Task —
Copy out the data below word for word, all of it, with nothing changed.

Object position labeling data —
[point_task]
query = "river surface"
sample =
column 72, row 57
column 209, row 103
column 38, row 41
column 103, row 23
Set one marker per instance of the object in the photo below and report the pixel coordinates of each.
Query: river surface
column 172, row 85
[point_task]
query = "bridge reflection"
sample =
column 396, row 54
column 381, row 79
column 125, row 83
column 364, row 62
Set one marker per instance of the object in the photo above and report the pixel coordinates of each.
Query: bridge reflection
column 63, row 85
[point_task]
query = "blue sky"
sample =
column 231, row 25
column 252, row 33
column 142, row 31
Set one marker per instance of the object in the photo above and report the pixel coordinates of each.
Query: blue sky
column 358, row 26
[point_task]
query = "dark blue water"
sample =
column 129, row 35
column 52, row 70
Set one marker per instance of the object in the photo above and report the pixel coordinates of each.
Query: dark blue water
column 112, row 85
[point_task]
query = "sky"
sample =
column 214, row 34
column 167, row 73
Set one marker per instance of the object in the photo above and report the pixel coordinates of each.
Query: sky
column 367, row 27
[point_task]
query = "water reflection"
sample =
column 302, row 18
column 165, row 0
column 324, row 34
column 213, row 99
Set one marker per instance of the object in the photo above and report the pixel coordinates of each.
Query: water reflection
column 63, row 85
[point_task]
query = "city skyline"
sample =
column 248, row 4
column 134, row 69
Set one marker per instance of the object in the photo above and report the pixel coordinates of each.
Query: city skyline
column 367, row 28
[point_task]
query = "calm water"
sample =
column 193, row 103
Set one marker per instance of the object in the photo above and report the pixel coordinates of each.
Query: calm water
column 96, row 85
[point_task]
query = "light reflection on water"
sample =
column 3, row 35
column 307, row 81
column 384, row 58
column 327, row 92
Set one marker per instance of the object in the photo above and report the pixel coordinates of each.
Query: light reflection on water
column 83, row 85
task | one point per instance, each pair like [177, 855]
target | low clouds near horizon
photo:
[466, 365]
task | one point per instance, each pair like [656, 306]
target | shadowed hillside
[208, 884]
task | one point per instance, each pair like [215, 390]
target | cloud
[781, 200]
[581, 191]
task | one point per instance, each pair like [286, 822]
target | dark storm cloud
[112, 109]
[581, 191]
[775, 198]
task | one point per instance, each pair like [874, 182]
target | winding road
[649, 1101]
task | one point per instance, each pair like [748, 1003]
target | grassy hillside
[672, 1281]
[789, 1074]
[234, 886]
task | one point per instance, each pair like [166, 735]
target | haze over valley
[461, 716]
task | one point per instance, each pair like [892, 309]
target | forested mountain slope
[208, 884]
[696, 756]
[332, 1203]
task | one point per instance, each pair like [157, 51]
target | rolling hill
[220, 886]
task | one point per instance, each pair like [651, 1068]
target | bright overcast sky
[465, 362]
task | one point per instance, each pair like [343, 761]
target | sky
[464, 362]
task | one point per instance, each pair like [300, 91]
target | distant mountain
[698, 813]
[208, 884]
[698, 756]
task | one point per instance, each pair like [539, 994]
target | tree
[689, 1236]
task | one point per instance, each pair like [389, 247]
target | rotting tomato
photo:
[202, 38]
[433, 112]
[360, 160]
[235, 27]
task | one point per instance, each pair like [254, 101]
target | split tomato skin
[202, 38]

Solution to the exercise —
[point_task]
query = "river surface"
sample =
column 72, row 57
column 209, row 103
column 38, row 41
column 103, row 23
Set one marker per instance of the object in the photo below and report the pixel coordinates of each.
Query: river surface
column 172, row 85
[point_task]
query = "bridge reflection"
sample =
column 396, row 54
column 381, row 79
column 125, row 83
column 364, row 62
Set one marker per instance of the object in the photo above and report the pixel coordinates of each.
Query: bridge reflection
column 63, row 85
[point_task]
query = "blue sky"
sample =
column 231, row 25
column 252, row 33
column 142, row 31
Set one marker per instance of the object in the photo above and report the pixel coordinates of each.
Query: blue sky
column 358, row 26
[point_task]
query = "dark blue water"
sample =
column 129, row 35
column 52, row 70
Set one marker per instance of the object in the photo above and report the pixel coordinates of each.
Query: dark blue water
column 112, row 85
[point_task]
query = "sky"
sample =
column 214, row 34
column 167, row 73
Set one marker per instance of the object in the photo above and report the pixel coordinates of each.
Query: sky
column 367, row 27
[point_task]
query = "water reflection"
sample =
column 302, row 18
column 165, row 0
column 324, row 34
column 213, row 99
Set one marker per instance of the object in the photo above and report the pixel coordinates of each.
Query: water reflection
column 63, row 85
[point_task]
query = "city skyline"
sample =
column 248, row 4
column 134, row 69
Set one marker per instance of the object in the photo above and report the pixel coordinates of each.
Query: city skyline
column 367, row 28
[point_task]
query = "calm water"
sample =
column 193, row 103
Set one marker per instance of the object in the photo above and report the pixel coordinates of each.
Query: calm water
column 96, row 85
[point_task]
query = "light reflection on water"
sample =
column 3, row 35
column 307, row 81
column 384, row 58
column 327, row 92
Set one marker per instance of the object in the photo above and report the pixel coordinates of each.
Query: light reflection on water
column 83, row 85
task | one point per instance, each pair like [177, 855]
target | low clouds near horizon
photo:
[466, 365]
task | one point per instance, each pair like [656, 306]
target | shadowed hillside
[208, 884]
task | one point per instance, each pair like [215, 390]
target | cloud
[781, 200]
[581, 191]
task | one point per instance, each pair like [286, 822]
target | dark storm cloud
[112, 109]
[581, 191]
[775, 198]
task | one point per instance, each pair like [874, 182]
target | winding road
[649, 1101]
task | one point per instance, each pair like [748, 1003]
target | grassy hillside
[672, 1281]
[789, 1074]
[234, 886]
task | one point per instance, each pair like [166, 735]
target | haze over valley
[461, 716]
task | one point per instance, each pair like [892, 309]
target | forested mountain slope
[208, 884]
[696, 756]
[332, 1203]
task | one point per instance, each pair like [157, 51]
target | rolling hill
[220, 886]
task | one point per instance, each pair like [651, 1068]
target | bright overcast sky
[465, 362]
task | one point per instance, each pair like [343, 761]
target | sky
[464, 362]
task | one point per instance, each pair like [300, 91]
target | distant mountain
[698, 813]
[208, 884]
[698, 756]
task | one point per instance, each pair like [539, 994]
target | tree
[689, 1236]
task | one point per instance, each pair like [389, 247]
target | rotting tomato
photo:
[202, 38]
[433, 112]
[360, 160]
[235, 27]
task | one point per instance, each pair like [254, 101]
target | split tomato skin
[202, 38]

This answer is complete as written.